**Source**

━━━━━━━━━━━━━━━━

Components with LERF Implications

  • HHSI valves (Q1/2E21MOV8107, Q1/2E21MOV8108)

For the 16 components listed above, the team reviewed the plant technical specifications (TS), UFSAR, design bases documents (DBDs), and drawings to establish an overall understanding of the design bases of the components. Design calculations and procedures were reviewed to verify that the design and licensing bases had been appropriately translated into these documents. Test procedures and recent test results were reviewed against DBDs to verify that acceptance criteria for tested parameters were supported by calculations or other engineering documents, and that individual tests and analyses served to validate component operation under accident conditions.

Maintenance procedures were reviewed to ensure components were appropriately included in the licensees preventive maintenance program. System modifications, vendor documentation, system health reports, preventive and corrective maintenance history, and corrective action program documents were reviewed (as applicable) in order to verify that the performance capability of the component was not negatively impacted, and that potential degradation was monitored or prevented. Maintenance Rule information was reviewed to verify that the component was properly scoped, and that appropriate preventive maintenance was being performed to justify current Maintenance Rule status. Walkdowns for accessible components and interviews were conducted to verify that the installed configurations would support their design and licensing bases functions under accident conditions and had been maintained to be consistent with design assumptions.

Additionally, the team performed the following component-specific reviews:

  • The team reviewed the capability of the CCW design to withstand the effects of a reactor coolant pump (RCP) thermal barrier break.

━━━━━━━━━━━━━━━━

**Set of tasks**
A) List the four kinds of sources that the inspection report says the team reviewed to establish an overall understanding of the components' design bases.
B) Answer each question from the inspection report, one per line:
(i) How many components does the team's review cover?
(ii) What identifiers are given for the HHSI valves?
(iii) What was Maintenance Rule information reviewed to verify?
C) Pick up the inspection report after its last sentence and continue it in the same style.

━━━━━━━━━━━━━━━━

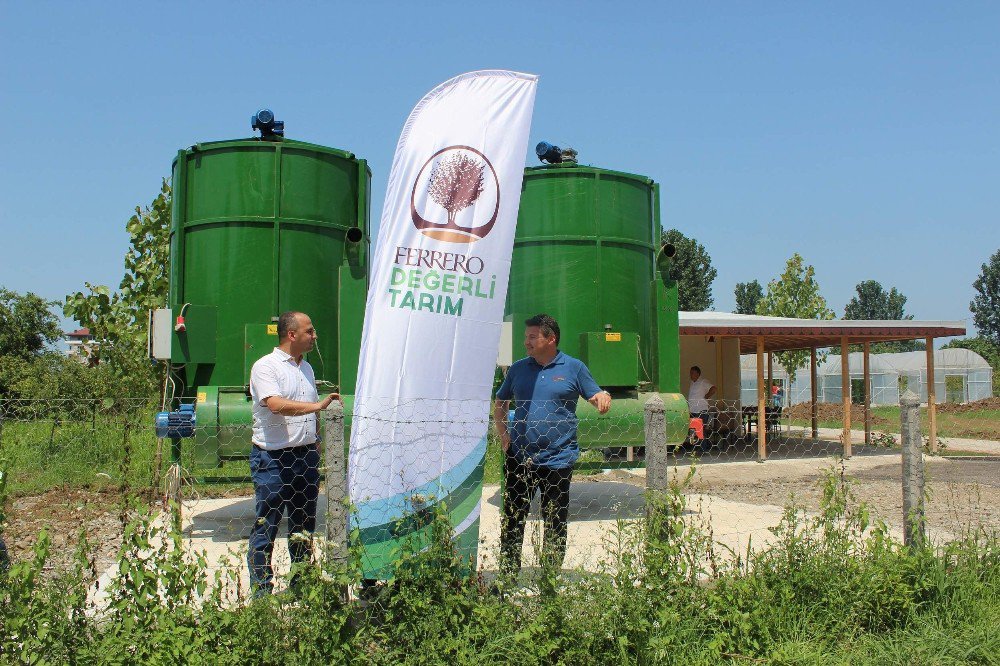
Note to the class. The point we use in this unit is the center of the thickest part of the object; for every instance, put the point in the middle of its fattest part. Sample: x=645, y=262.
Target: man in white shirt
x=284, y=457
x=699, y=393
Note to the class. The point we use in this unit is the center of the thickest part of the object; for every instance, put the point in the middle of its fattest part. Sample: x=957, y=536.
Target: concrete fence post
x=913, y=470
x=657, y=453
x=336, y=483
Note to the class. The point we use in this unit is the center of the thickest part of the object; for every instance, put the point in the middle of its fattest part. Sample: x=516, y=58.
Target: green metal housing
x=587, y=251
x=260, y=227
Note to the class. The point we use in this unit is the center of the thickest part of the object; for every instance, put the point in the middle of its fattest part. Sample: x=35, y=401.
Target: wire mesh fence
x=558, y=495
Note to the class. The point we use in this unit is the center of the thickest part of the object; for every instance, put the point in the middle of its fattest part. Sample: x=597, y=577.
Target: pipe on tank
x=352, y=245
x=666, y=252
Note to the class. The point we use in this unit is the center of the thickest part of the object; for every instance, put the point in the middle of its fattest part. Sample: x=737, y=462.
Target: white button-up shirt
x=278, y=374
x=696, y=395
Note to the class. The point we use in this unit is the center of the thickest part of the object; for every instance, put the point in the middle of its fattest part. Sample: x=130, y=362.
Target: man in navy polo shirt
x=540, y=451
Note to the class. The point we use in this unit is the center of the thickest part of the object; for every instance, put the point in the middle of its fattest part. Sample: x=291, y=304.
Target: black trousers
x=520, y=483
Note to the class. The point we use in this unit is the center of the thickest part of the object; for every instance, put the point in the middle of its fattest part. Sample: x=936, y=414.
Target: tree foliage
x=985, y=305
x=748, y=295
x=795, y=293
x=874, y=302
x=27, y=326
x=692, y=268
x=117, y=320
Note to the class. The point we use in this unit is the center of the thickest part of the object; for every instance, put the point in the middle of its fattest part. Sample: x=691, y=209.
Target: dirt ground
x=962, y=493
x=65, y=513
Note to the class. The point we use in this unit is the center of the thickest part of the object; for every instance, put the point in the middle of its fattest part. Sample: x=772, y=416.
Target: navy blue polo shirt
x=544, y=427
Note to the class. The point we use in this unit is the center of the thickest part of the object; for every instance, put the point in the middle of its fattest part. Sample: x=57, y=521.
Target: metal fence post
x=913, y=470
x=336, y=483
x=657, y=454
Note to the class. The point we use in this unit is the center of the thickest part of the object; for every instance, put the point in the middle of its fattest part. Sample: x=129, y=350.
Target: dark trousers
x=520, y=483
x=282, y=479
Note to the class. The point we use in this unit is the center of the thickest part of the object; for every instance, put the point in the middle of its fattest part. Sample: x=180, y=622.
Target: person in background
x=540, y=452
x=284, y=456
x=698, y=394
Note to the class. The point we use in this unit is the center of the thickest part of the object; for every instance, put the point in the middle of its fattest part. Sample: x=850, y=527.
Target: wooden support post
x=720, y=374
x=845, y=392
x=814, y=392
x=868, y=390
x=770, y=377
x=722, y=409
x=761, y=407
x=913, y=470
x=931, y=398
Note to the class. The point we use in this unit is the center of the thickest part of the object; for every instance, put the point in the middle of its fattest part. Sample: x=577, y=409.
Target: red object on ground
x=698, y=426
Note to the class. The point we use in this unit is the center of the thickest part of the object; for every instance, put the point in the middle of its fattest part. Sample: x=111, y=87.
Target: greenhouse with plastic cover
x=960, y=376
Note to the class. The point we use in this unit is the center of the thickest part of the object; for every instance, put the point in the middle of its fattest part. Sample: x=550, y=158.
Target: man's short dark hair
x=547, y=324
x=287, y=322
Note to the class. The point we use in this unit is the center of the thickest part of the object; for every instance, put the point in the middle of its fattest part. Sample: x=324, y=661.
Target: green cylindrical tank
x=583, y=253
x=260, y=227
x=587, y=251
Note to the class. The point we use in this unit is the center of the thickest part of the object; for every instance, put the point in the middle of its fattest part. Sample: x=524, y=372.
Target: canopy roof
x=886, y=364
x=781, y=334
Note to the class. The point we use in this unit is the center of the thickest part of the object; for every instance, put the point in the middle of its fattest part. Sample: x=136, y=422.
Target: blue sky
x=865, y=138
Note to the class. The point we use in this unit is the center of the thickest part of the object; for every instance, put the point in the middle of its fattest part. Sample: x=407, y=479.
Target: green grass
x=46, y=454
x=832, y=588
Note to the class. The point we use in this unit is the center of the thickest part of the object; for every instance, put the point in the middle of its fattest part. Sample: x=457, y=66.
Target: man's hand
x=326, y=402
x=602, y=401
x=286, y=407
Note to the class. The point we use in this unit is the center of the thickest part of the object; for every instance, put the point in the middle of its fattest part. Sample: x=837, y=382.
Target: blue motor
x=176, y=424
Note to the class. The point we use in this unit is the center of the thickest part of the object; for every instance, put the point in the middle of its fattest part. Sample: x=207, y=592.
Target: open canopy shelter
x=960, y=376
x=731, y=335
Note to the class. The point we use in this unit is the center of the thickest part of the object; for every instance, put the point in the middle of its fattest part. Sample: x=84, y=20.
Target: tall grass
x=833, y=588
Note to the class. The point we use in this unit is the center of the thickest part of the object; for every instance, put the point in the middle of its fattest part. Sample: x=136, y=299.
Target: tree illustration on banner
x=456, y=183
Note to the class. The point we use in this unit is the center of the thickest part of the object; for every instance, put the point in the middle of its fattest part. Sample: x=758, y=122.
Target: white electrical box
x=505, y=355
x=161, y=329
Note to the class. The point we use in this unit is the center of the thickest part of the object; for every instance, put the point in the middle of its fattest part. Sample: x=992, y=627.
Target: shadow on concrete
x=229, y=520
x=592, y=500
x=778, y=448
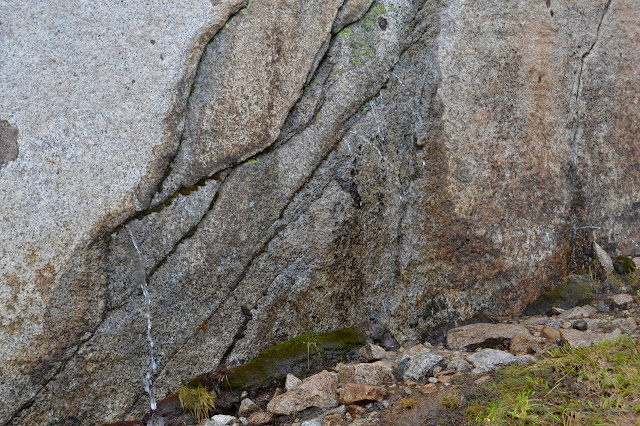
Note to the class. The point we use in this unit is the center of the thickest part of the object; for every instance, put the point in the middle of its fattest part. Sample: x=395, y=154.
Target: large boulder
x=416, y=163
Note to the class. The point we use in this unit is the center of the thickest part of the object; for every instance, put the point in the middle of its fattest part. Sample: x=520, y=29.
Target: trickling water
x=147, y=381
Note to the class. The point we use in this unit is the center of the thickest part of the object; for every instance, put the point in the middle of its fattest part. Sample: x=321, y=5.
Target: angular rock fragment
x=489, y=359
x=351, y=393
x=525, y=344
x=260, y=418
x=319, y=390
x=577, y=339
x=376, y=374
x=483, y=335
x=247, y=406
x=291, y=382
x=370, y=353
x=622, y=301
x=417, y=363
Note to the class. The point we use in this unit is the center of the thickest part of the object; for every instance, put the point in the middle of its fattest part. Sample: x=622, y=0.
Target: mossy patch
x=302, y=356
x=623, y=265
x=361, y=36
x=576, y=290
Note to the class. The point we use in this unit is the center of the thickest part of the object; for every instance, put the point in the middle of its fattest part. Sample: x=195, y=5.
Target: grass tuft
x=197, y=401
x=592, y=385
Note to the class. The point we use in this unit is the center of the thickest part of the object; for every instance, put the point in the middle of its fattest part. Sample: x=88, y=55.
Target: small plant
x=451, y=402
x=311, y=343
x=197, y=401
x=522, y=407
x=407, y=403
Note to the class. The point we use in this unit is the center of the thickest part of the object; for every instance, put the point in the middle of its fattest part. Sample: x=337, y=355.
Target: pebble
x=580, y=325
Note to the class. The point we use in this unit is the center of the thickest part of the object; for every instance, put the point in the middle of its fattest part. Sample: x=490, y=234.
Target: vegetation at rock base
x=302, y=356
x=590, y=385
x=197, y=401
x=576, y=290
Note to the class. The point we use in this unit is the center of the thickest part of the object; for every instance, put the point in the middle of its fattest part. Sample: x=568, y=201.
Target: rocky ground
x=426, y=383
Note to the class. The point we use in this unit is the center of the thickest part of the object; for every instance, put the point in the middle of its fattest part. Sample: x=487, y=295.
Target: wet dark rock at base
x=576, y=290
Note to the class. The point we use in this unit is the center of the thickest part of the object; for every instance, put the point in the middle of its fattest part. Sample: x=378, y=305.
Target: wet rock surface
x=289, y=168
x=366, y=393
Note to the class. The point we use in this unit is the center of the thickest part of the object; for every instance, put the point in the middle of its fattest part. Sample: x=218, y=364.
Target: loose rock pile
x=359, y=393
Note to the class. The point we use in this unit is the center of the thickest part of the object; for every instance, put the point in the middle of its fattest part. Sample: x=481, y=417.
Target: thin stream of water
x=148, y=384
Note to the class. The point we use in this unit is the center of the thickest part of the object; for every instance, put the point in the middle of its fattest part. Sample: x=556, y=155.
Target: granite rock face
x=287, y=167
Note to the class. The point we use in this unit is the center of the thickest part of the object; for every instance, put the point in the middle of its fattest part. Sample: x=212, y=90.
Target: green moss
x=252, y=160
x=623, y=265
x=361, y=37
x=302, y=355
x=164, y=177
x=576, y=290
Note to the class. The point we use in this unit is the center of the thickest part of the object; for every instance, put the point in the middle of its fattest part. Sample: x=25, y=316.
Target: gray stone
x=622, y=301
x=222, y=420
x=417, y=363
x=370, y=353
x=379, y=156
x=376, y=374
x=577, y=312
x=472, y=336
x=8, y=143
x=604, y=259
x=247, y=406
x=578, y=339
x=319, y=390
x=580, y=325
x=351, y=11
x=86, y=142
x=351, y=393
x=260, y=418
x=291, y=382
x=459, y=364
x=488, y=359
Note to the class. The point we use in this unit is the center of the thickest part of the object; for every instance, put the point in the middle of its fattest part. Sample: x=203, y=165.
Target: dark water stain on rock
x=8, y=143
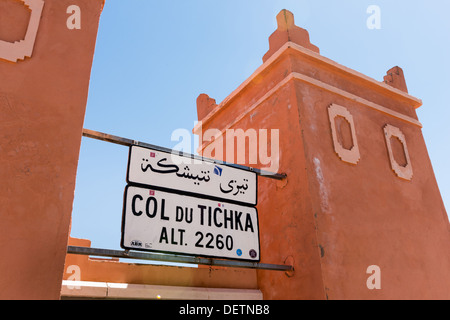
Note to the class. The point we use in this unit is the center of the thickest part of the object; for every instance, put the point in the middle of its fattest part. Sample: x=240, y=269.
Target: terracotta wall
x=338, y=214
x=42, y=105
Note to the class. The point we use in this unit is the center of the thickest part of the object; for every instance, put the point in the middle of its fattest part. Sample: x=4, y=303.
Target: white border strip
x=108, y=290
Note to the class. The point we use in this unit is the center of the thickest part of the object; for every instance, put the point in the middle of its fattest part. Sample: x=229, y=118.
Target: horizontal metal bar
x=129, y=142
x=176, y=259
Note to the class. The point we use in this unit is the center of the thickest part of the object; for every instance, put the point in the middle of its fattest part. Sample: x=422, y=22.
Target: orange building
x=358, y=216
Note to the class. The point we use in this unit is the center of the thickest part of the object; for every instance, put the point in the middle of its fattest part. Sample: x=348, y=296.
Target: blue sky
x=153, y=59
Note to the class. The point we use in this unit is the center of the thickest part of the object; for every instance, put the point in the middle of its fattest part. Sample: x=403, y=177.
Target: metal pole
x=128, y=142
x=176, y=259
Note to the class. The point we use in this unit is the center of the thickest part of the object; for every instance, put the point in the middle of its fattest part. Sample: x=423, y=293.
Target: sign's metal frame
x=175, y=258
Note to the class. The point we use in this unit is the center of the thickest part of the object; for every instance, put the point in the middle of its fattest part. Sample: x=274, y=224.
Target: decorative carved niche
x=398, y=152
x=21, y=48
x=344, y=134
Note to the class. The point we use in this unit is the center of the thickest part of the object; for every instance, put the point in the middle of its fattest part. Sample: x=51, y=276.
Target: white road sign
x=168, y=171
x=161, y=221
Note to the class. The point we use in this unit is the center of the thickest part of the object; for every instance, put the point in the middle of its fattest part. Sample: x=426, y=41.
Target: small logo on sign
x=136, y=243
x=218, y=171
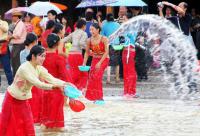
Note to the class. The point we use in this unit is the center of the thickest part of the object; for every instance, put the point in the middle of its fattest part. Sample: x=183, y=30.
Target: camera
x=159, y=4
x=122, y=39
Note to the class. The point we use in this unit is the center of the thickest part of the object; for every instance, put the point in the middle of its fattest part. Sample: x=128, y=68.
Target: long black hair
x=96, y=26
x=35, y=50
x=57, y=28
x=30, y=38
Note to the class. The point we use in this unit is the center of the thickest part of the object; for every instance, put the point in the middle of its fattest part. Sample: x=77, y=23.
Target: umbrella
x=60, y=6
x=134, y=3
x=41, y=8
x=94, y=3
x=8, y=14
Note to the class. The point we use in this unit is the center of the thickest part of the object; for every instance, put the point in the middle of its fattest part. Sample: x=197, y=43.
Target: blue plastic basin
x=72, y=92
x=84, y=68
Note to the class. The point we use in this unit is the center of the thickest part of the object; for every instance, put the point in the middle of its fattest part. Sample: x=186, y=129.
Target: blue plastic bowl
x=84, y=68
x=72, y=92
x=99, y=102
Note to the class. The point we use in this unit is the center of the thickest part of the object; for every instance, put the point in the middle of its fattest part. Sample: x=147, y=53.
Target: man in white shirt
x=4, y=56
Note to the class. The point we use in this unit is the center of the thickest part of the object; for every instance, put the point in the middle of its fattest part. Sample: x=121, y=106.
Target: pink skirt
x=78, y=78
x=16, y=117
x=130, y=76
x=36, y=104
x=53, y=112
x=94, y=88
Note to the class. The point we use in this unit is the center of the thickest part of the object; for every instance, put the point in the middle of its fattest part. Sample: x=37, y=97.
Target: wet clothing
x=53, y=101
x=130, y=75
x=94, y=88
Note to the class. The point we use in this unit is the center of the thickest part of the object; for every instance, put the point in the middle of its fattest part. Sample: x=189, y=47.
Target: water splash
x=177, y=54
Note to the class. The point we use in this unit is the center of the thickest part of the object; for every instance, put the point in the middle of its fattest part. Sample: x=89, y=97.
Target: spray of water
x=177, y=55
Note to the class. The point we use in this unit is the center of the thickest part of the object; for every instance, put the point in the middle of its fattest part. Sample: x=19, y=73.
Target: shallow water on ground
x=133, y=117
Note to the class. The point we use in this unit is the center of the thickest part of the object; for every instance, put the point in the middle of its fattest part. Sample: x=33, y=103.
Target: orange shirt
x=37, y=29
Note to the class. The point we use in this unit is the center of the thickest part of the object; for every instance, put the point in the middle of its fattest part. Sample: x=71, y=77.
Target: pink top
x=19, y=33
x=29, y=27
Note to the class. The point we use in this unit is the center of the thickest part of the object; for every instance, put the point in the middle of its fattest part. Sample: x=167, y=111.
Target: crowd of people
x=35, y=58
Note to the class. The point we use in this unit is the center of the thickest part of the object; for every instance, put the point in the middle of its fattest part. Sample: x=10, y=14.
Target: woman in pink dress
x=99, y=46
x=53, y=114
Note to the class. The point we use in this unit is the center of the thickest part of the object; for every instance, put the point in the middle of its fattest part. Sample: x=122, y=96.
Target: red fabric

━━━━━━━━━━━━━━━━

**Solved problems**
A) technical specifications (TS), UFSAR, design bases documents (DBDs), drawings

B)
(i) 16
(ii) Q1/2E21MOV8107 and Q1/2E21MOV8108
(iii) That the component was properly scoped, and that appropriate preventive maintenance was being performed to justify current Maintenance Rule status.

C)
  • The team reviewed the capability of the CCW design to isolate a failure of the non-seismic piping portion of the system.
  • The team reviewed Generic Letter (GL) 2008-01 modifications to assess charging pumps suction and discharge lines do not contain gas and HHSI pump operation is maintained.
  • The team reviewed HHSI pumps control logic during different modes of operation to asses the pumps will operate during the most limiting conditions.
  • The team reviewed system logic and interlocks for pump protection and verified the interlocks are tested.
  • The team reviewed the potential reverse flow testing requirements of HHSI check valves.
  • The team reviewed vortexing calculations to asses if air vortices formed for various combinations of suction for the operating emergency core cooling system (ECCS)pumps.
  • The team reviewed the valves and check valves that prevent reverse flow of highly radioactive water to the RWST.
  • The team reviewed motor operated valve (MOV) LCV115B and LCV115D thermal overload relay heater sizing calculations to ensure the heaters were sized correctly and would operate in any design basis accident sequence.
  • The team reviewed the, equipment specifications, voltage tap settings, short circuit and voltage drop calculations, protective relay settings, and loading for the transformer.
  • The team reviewed the transformer protective relay trip setting calculations to verify adequate primary and backup protections and appropriate coordination margins between upstream and downstream protective devices.
  • The team reviewed the logic circuit drawings to verify load shed and load sequencing signals are in accordance with design basis.
  • The team reviewed the calculations for loading and voltage drop for the vital inverters, distribution panels, and pump and valve motors, to ensure that sufficient capacity exists for normal and accident loading, and sufficient voltage was available for all loads.
  • The team reviewed the Kraus & Naimer (K&N) control switch replacement evaluations to ensure functional capability under limiting plant voltage conditions.
  • The team observed a simulator scenario to align containment sump recirculation
  • The team observed a simulator scenario to trip two of three reactor coolant pumps following a loss of normal feed water.
  • The team observed a simulator scenario to unblock a power-operated relief valve (PORV) to ensure one pressurizer PORV is available following an inadvertent safety injection.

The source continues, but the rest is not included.